Leestekst:
▬▬▬▬▬▬▬▬▬▬

Vier samenwerkingsvormen in het primair onderwijs
In grote delen van ons land hebben schoolbesturen in het primair onderwijs te maken met dalende leerlingenaantallen. Dit is niet gelijk over het land verdeeld; regionaal gezien zijn er grote verschillen. Leerlingendaling is voor veel scholen aanleiding om samen te werken met andere scholen en besturen in de regio. Zo is het mogelijk een onderwijsaanbod voor een regio te behouden dat divers en betaalbaar is, en een korte reisafstand garandeert. Een eerste stap is als scholen niet meer vanuit concurrentie denken, maar elkaar opzoeken. Samen met leerkrachten, leerlingen, ouders en andere stakeholders op zoek naar maatwerkoplossingen. Voor welke samenwerkingsvormen in het primair onderwijs kun je kiezen?

▬▬▬▬▬▬▬▬▬▬

Annotaties van punten op afbeeldingen:
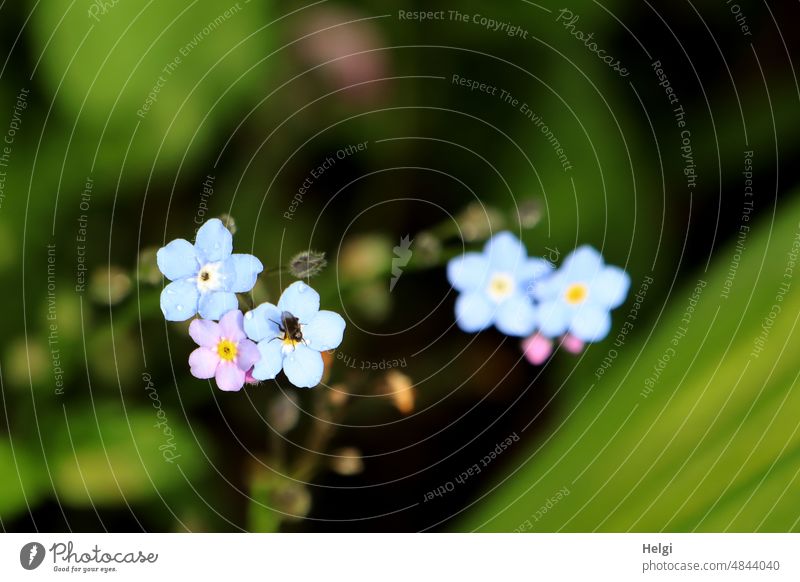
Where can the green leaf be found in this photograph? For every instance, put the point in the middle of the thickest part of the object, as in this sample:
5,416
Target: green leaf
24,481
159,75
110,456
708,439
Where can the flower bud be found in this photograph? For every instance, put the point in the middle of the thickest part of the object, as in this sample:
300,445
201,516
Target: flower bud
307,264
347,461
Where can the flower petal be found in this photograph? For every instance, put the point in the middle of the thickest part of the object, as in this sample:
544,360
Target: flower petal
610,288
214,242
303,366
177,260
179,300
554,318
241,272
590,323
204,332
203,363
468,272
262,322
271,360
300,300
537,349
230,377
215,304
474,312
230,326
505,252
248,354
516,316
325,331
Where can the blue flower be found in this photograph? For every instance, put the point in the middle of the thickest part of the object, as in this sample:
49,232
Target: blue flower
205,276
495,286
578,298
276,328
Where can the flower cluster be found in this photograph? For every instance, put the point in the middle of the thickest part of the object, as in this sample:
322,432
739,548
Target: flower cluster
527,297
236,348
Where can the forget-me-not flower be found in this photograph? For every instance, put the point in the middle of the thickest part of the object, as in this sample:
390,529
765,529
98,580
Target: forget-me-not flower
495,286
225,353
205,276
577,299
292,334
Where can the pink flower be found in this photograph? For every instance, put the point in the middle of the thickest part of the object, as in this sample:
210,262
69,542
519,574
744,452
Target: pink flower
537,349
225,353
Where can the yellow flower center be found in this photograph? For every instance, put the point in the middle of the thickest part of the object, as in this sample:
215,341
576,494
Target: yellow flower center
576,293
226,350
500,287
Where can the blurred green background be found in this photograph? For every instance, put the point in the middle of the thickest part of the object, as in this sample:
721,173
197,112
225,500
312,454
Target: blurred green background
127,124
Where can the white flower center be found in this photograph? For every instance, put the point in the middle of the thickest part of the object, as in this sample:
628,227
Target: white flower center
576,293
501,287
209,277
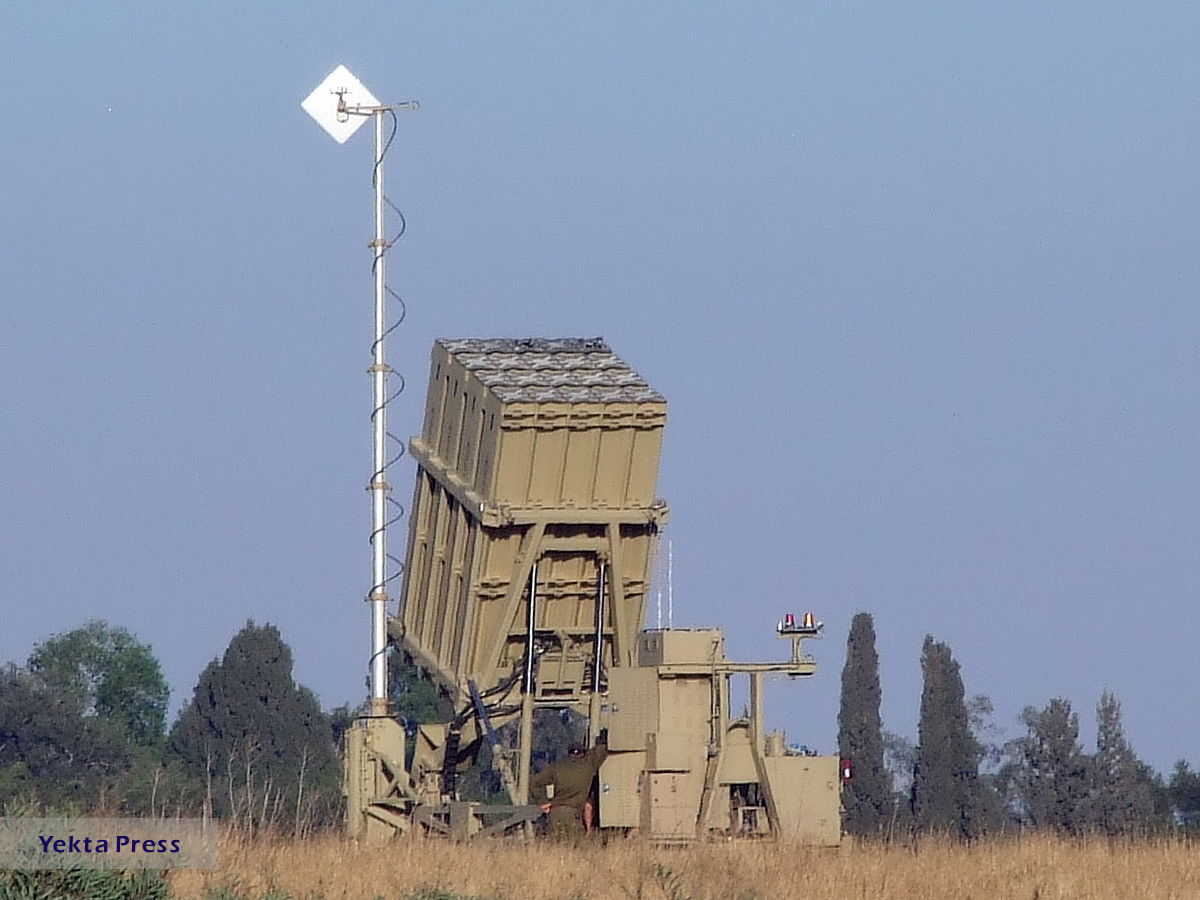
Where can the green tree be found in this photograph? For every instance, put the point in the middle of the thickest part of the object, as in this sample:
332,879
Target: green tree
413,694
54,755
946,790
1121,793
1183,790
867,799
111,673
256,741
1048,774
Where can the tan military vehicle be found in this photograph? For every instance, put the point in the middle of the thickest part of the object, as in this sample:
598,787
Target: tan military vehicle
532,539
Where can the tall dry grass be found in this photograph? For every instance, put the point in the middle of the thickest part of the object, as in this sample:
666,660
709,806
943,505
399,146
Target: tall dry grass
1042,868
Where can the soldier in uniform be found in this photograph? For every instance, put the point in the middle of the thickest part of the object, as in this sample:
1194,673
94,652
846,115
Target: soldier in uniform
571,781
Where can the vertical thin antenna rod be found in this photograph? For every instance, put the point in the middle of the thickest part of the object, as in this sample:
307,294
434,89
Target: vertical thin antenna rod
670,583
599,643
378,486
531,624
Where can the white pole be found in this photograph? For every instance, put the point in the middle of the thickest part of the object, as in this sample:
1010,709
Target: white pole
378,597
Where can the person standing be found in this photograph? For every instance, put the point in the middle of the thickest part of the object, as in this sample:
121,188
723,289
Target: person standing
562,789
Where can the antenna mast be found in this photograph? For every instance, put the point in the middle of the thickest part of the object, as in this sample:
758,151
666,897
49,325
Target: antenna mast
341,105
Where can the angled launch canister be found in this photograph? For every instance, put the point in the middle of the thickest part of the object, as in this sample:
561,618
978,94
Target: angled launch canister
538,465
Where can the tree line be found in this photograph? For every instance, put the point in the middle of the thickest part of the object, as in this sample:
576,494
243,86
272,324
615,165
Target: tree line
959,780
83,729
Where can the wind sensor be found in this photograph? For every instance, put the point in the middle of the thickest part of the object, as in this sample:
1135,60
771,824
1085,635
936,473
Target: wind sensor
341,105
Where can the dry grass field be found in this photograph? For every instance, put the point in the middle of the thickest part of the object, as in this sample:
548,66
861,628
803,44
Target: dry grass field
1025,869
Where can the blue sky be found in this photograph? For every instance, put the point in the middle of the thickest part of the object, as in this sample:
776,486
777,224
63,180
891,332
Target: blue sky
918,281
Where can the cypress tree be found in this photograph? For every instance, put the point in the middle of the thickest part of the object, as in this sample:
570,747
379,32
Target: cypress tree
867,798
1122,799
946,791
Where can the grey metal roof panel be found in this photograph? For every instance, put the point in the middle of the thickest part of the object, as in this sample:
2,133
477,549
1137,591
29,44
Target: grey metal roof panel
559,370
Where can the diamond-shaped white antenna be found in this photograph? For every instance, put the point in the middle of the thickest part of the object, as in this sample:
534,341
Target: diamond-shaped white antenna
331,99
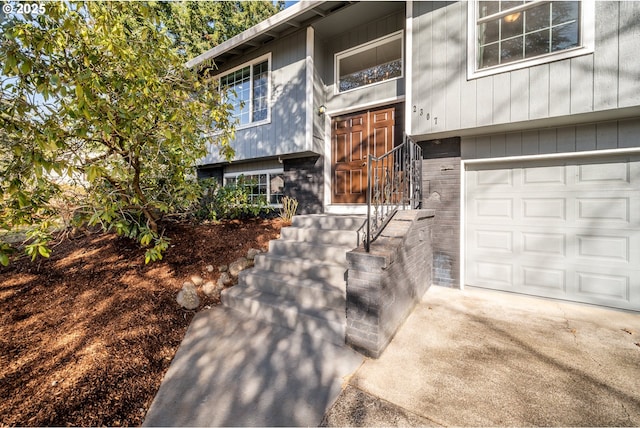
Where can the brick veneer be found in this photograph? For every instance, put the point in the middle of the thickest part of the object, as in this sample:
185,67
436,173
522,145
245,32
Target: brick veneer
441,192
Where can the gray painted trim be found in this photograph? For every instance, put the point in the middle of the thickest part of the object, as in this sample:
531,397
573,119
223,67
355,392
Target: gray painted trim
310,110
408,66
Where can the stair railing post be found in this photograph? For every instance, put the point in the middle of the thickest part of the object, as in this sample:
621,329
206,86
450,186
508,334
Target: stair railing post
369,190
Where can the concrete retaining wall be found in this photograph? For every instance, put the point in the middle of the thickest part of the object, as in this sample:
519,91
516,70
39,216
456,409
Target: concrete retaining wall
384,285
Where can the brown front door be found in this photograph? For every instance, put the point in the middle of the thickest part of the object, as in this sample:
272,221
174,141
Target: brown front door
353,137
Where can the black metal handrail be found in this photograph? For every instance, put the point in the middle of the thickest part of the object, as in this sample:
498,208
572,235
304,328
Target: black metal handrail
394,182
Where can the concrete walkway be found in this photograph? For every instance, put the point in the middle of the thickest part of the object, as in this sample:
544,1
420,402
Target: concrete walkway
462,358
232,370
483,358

▬▬▬▬▬▬▬▬▬▬

Opdrachten:
1. Wat is volgens de leestekst voor veel scholen de aanleiding om samen te werken met andere scholen en besturen in de regio?
2. Som alle eigenschappen op die het onderwijsaanbod in een regio volgens de leestekst dankzij samenwerking kan behouden.

Antwoorden per opdracht:
1. Leerlingendaling.

2. Divers, betaalbaar en met een korte reisafstand.